Task objective:
Of all the entries below, only the lines from the one with "column 557, row 785" up to and including the one with "column 334, row 441" are to be duplicated exactly.

[Saved entries]
━━━━━━━━━━━━━━━━━━━━━━━━━━━━━━
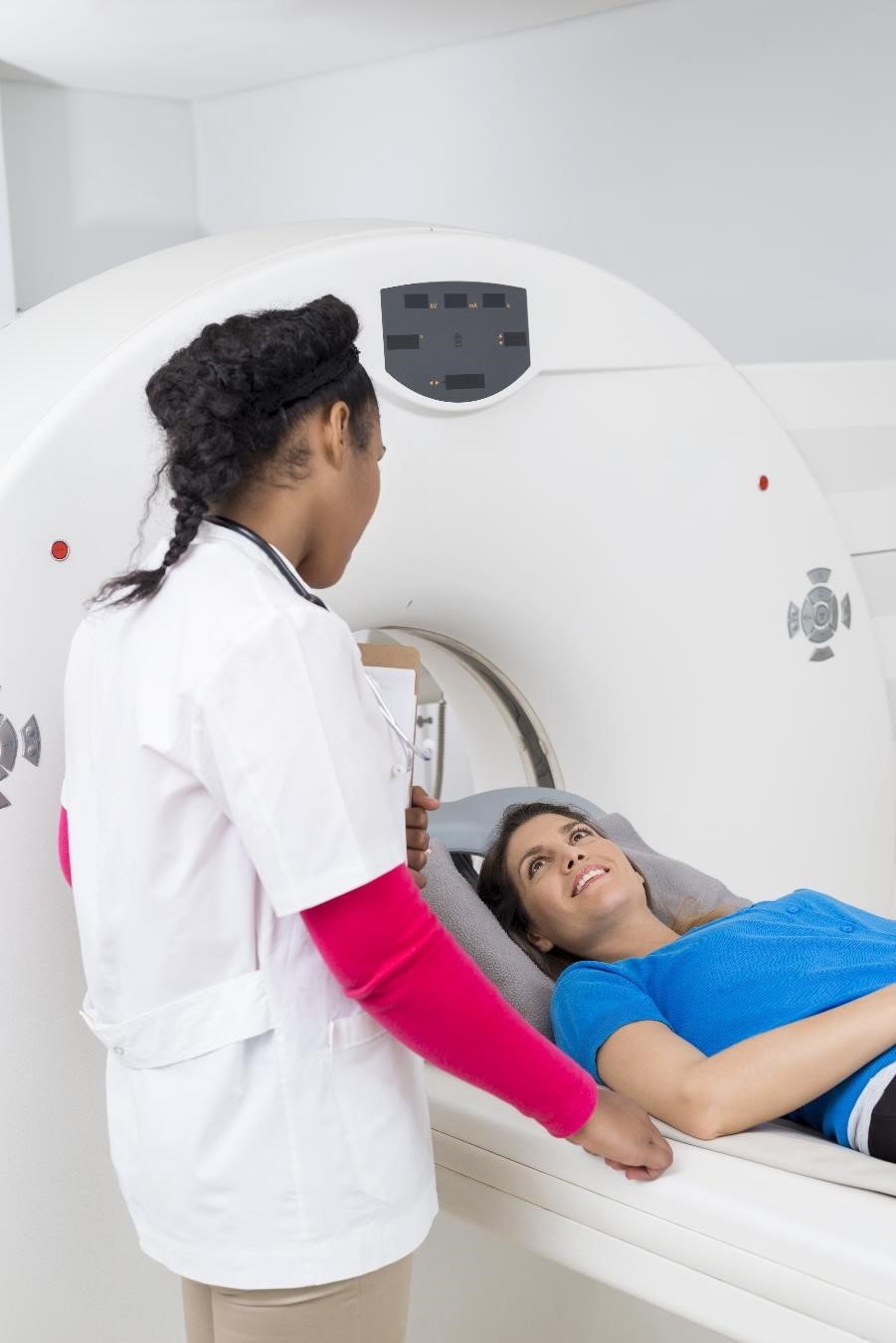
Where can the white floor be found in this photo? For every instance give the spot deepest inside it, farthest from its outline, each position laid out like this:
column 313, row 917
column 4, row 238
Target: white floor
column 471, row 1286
━━━━━━━━━━━━━━━━━━━━━━━━━━━━━━
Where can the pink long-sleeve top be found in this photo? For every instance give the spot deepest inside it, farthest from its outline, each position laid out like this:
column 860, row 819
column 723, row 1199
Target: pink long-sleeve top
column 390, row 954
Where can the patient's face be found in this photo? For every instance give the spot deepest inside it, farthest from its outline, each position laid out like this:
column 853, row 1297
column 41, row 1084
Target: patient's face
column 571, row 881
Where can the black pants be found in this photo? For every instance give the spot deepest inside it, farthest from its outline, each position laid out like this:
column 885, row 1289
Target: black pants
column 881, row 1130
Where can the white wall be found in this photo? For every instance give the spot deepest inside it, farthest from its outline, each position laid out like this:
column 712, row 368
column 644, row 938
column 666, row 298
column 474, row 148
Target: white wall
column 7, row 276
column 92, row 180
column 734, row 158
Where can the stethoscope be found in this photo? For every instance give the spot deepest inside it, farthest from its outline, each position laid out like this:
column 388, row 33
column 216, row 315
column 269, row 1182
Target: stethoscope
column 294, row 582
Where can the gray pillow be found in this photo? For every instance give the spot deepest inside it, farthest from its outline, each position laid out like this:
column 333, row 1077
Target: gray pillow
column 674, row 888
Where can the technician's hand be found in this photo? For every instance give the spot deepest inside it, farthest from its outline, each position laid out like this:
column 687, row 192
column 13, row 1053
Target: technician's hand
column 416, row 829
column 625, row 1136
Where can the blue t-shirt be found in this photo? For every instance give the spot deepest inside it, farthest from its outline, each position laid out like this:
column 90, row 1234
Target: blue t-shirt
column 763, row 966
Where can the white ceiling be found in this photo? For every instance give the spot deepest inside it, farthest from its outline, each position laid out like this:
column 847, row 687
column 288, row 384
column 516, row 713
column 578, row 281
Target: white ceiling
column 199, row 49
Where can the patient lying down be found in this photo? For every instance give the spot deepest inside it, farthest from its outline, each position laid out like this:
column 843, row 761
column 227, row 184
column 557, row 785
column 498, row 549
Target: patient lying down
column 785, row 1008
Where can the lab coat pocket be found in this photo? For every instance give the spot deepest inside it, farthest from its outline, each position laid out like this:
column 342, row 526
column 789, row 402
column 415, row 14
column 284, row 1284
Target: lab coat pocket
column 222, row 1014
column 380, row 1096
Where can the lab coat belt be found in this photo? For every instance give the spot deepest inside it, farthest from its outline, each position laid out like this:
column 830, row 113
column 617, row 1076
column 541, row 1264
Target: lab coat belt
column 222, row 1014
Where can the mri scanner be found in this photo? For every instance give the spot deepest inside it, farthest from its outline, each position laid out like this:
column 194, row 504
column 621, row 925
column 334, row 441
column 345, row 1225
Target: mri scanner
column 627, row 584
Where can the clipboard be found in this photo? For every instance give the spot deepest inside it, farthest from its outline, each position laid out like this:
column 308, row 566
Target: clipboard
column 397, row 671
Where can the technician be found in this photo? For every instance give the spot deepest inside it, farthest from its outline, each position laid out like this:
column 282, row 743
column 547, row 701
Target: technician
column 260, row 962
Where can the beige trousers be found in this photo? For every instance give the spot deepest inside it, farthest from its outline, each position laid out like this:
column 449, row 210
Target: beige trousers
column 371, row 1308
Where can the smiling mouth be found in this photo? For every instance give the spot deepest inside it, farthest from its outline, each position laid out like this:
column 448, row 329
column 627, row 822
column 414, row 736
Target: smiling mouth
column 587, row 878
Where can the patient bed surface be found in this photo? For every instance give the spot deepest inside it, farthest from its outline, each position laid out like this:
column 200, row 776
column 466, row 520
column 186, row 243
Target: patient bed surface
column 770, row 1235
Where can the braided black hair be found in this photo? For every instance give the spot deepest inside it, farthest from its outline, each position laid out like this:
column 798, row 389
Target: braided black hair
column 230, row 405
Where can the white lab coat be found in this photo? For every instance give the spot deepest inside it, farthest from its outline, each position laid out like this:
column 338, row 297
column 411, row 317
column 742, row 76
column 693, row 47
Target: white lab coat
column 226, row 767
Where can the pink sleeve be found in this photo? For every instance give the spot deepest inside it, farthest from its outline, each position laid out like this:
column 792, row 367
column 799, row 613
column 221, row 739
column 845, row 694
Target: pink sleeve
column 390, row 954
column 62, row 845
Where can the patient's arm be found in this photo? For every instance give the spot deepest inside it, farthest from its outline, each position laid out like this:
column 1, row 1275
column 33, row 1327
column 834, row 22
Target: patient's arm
━━━━━━━━━━━━━━━━━━━━━━━━━━━━━━
Solution:
column 557, row 785
column 498, row 549
Target: patient lying down
column 785, row 1008
Where can the lab coat pocket be found in this photo? For every instance give the spot deepest inside it, farthest from its outline, each position laid out like this:
column 342, row 526
column 789, row 402
column 415, row 14
column 284, row 1284
Target: lab coat pocket
column 222, row 1014
column 380, row 1096
Where can the lab coat belt be found in this photo? For every instance give the spot deepest inside it, farthest from its outline, each position laid out like this:
column 830, row 113
column 617, row 1076
column 541, row 1264
Target: lab coat belt
column 222, row 1014
Where can the mri scanner be found in this photo? For every instance give the spot deepest inside it, farthest from its outline, each position laid out like this:
column 194, row 504
column 621, row 925
column 334, row 441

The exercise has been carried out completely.